Object position labeling records

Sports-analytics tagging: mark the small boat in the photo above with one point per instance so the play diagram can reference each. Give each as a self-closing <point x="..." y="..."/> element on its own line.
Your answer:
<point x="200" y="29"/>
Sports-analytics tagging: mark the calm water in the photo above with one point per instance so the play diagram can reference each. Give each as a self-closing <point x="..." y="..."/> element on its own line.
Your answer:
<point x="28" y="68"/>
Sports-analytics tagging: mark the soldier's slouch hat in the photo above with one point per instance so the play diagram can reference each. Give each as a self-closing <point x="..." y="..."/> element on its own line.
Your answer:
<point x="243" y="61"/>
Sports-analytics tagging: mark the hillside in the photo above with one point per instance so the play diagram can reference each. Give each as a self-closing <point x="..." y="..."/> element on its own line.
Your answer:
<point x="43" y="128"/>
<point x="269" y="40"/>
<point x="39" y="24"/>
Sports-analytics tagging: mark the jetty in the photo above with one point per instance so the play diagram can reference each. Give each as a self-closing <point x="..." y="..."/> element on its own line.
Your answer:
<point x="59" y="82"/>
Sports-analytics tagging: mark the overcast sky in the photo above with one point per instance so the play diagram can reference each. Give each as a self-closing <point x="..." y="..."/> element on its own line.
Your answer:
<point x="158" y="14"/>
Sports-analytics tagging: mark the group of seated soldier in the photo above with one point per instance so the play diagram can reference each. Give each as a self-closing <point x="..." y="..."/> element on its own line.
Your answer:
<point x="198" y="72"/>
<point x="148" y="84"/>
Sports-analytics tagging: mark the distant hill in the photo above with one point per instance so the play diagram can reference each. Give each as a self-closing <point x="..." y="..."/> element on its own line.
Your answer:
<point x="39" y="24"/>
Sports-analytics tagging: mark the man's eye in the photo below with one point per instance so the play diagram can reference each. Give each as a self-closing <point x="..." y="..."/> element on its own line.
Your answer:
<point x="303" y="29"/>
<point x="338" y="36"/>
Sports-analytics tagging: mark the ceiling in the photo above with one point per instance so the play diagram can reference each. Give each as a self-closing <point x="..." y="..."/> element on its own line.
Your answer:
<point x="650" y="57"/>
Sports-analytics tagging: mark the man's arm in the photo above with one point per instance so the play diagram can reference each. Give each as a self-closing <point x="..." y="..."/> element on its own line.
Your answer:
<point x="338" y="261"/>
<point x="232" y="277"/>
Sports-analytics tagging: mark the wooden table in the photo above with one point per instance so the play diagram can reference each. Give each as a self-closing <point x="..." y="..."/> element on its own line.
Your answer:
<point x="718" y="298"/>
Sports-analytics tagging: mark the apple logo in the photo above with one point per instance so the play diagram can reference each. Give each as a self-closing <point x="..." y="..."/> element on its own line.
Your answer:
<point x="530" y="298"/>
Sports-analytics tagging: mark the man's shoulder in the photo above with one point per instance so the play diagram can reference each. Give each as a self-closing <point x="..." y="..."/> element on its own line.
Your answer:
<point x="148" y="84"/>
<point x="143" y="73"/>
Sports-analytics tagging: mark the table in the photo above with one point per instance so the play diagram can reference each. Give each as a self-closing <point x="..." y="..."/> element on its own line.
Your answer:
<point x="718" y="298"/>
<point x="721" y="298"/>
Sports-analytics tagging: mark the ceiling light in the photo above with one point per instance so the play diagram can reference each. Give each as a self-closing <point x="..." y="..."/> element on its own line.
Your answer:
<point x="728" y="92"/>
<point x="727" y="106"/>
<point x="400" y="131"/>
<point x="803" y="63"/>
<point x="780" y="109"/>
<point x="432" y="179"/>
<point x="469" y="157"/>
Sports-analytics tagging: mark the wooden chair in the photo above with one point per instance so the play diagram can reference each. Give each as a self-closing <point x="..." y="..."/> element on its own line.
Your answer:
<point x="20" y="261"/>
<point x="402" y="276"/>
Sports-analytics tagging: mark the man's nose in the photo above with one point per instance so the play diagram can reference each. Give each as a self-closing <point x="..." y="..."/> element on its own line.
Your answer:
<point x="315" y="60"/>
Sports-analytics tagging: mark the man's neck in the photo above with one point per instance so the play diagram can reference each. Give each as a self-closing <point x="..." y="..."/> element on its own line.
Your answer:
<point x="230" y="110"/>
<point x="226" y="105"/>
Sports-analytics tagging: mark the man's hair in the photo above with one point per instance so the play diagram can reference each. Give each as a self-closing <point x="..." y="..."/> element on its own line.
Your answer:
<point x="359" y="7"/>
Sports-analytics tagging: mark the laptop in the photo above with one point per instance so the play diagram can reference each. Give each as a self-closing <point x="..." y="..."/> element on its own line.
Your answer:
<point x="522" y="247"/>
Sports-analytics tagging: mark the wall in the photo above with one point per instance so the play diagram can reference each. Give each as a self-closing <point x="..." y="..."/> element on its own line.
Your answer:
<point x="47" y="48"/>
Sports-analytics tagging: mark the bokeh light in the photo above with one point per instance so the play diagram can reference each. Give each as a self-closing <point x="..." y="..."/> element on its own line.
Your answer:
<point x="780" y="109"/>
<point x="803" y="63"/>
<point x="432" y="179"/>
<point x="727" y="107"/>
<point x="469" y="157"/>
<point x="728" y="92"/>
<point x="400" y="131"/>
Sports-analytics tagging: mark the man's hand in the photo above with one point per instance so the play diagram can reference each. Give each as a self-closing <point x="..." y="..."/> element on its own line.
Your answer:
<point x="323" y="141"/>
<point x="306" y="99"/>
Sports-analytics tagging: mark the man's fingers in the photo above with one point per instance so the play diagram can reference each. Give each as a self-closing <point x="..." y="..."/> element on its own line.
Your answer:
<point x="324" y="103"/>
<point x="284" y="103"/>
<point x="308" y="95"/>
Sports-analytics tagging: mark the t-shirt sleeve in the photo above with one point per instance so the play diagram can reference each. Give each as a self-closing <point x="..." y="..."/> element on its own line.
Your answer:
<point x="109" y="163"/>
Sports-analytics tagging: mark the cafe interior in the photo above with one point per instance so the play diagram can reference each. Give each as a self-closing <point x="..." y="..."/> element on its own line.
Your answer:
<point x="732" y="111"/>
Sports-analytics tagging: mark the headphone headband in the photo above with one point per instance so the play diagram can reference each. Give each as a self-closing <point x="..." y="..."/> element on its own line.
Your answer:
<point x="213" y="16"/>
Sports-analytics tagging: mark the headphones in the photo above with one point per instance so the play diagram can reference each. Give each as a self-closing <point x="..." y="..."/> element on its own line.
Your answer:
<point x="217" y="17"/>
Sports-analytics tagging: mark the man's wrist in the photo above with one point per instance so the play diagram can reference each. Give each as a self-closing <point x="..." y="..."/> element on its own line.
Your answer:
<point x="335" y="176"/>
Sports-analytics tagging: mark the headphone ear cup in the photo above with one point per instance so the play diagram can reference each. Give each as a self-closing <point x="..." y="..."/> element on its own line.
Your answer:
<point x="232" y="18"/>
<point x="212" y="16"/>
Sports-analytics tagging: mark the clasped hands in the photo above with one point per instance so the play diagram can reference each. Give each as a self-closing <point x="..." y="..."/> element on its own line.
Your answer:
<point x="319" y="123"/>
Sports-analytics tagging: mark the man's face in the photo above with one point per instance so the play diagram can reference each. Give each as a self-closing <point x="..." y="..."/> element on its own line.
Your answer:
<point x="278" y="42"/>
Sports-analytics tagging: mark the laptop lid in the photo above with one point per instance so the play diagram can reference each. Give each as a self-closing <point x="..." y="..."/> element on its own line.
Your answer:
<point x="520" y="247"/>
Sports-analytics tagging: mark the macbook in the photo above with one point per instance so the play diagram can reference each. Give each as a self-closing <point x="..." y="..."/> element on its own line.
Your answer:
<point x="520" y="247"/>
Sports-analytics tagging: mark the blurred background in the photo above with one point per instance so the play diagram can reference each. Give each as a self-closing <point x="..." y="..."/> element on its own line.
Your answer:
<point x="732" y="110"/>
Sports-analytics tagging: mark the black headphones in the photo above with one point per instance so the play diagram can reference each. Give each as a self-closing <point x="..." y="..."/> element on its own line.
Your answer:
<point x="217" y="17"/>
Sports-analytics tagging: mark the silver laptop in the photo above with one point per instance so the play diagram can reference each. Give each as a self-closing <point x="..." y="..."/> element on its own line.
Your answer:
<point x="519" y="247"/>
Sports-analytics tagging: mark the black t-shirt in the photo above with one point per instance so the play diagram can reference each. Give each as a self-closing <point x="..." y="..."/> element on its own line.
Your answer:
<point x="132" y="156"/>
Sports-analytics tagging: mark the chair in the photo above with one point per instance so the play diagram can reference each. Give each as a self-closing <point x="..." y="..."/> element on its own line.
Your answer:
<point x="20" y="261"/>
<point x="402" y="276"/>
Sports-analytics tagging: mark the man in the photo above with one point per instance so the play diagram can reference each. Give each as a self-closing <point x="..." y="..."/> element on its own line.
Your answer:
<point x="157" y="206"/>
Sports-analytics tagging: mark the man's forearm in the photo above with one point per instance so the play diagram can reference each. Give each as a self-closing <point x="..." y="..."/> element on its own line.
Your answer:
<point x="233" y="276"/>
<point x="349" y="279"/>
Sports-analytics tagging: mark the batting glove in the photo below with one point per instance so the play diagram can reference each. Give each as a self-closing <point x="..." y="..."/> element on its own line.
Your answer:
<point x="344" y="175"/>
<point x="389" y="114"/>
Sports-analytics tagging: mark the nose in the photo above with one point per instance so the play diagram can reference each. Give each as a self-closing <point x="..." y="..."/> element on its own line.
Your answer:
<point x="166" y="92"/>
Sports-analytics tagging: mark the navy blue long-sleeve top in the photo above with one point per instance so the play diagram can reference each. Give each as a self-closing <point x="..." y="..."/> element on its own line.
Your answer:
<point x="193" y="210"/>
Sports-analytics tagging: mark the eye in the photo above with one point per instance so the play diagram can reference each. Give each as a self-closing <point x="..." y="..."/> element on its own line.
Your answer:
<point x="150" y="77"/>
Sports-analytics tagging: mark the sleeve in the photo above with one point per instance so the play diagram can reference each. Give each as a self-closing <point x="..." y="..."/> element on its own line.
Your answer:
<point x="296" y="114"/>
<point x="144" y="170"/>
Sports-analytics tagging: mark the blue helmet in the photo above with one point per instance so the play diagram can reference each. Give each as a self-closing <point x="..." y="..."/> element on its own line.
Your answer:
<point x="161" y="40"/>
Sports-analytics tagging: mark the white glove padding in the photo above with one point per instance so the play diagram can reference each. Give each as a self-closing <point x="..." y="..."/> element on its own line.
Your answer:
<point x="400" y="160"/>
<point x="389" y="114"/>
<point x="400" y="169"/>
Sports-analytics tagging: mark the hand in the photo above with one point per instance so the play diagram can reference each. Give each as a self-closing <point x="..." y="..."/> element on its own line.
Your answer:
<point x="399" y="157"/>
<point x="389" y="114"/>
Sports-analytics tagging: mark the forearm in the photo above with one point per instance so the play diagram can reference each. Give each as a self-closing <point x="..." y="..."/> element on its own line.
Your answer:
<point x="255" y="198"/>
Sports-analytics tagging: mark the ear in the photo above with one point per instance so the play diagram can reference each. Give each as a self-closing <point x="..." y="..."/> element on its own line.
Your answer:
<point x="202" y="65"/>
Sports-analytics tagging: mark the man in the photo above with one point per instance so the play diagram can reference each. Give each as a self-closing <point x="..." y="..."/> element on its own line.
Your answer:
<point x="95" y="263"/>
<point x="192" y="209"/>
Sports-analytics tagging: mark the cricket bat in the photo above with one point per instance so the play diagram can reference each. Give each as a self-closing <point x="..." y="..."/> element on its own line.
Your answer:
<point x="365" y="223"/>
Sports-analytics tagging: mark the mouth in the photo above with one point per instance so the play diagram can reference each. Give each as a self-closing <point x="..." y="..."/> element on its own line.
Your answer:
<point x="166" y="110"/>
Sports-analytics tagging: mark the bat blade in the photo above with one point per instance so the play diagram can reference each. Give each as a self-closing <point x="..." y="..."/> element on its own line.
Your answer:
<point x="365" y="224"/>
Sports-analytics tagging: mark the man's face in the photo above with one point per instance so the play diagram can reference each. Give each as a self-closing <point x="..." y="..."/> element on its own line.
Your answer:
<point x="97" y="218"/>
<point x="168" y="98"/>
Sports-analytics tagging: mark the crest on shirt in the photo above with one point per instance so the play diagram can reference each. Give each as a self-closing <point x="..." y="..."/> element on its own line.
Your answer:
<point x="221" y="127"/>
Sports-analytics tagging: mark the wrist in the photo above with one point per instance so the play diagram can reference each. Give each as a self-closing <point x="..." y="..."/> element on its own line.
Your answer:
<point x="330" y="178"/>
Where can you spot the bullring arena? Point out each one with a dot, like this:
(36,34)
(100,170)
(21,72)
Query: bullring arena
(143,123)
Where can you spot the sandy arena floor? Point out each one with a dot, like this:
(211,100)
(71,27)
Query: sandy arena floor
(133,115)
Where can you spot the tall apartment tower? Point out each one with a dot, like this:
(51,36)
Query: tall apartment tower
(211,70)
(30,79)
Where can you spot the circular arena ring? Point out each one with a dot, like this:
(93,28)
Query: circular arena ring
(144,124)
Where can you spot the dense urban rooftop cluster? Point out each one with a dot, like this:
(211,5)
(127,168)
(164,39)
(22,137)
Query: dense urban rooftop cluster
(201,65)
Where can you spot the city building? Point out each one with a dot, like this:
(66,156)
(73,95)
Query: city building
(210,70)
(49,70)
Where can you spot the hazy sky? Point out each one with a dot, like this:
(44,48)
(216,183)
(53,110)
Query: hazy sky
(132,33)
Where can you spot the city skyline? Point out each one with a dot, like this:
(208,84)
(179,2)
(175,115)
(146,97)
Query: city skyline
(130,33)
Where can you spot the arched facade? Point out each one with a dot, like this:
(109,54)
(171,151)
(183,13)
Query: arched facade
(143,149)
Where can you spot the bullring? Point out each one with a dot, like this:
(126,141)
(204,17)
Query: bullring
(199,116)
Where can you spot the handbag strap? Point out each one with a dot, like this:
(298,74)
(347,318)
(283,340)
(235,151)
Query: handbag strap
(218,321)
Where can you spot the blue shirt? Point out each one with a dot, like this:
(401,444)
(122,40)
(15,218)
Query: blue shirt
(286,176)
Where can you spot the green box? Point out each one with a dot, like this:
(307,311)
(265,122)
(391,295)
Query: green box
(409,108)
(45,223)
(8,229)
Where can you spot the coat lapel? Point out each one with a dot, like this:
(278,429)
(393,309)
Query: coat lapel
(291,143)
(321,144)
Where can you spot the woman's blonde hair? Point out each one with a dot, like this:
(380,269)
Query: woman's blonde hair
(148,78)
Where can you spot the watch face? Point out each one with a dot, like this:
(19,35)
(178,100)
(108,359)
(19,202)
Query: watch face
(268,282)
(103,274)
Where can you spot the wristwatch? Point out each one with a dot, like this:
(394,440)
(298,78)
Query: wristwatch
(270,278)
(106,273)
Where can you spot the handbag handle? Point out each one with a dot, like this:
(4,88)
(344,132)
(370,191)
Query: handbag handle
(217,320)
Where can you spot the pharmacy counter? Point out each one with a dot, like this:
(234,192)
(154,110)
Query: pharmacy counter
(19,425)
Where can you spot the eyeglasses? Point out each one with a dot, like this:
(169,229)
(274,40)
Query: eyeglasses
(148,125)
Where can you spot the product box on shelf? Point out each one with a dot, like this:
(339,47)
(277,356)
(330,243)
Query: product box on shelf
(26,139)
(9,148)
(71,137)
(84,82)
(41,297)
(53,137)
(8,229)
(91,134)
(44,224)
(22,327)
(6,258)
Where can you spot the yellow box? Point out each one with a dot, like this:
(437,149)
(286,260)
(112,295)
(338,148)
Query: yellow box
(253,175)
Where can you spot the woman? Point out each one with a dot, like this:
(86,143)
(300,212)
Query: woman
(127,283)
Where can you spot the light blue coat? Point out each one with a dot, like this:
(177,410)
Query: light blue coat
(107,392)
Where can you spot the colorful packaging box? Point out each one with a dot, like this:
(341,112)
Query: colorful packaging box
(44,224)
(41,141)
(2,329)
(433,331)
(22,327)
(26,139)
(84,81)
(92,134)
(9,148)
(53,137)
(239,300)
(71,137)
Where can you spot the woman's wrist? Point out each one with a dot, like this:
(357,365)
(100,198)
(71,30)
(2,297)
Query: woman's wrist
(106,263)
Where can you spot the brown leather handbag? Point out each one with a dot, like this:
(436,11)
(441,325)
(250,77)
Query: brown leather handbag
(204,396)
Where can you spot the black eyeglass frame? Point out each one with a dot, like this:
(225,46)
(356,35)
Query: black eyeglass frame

▸ **EXERCISE**
Rewrite the stretch from the line containing "Where can you spot the brown" through the end of the records, swapping "Point out each one with a dot" for "Mark every one with a dot" and leaving everything else unchanged.

▸ **RESPONSE BELOW**
Where can you spot the brown leather handbag? Mark every one with a dot, like this:
(436,11)
(441,325)
(250,77)
Query: brown leather handbag
(204,396)
Where can you spot the black eyeglass frame? Mark every one with a dot, like this:
(225,46)
(356,35)
Query: black eyeglass frame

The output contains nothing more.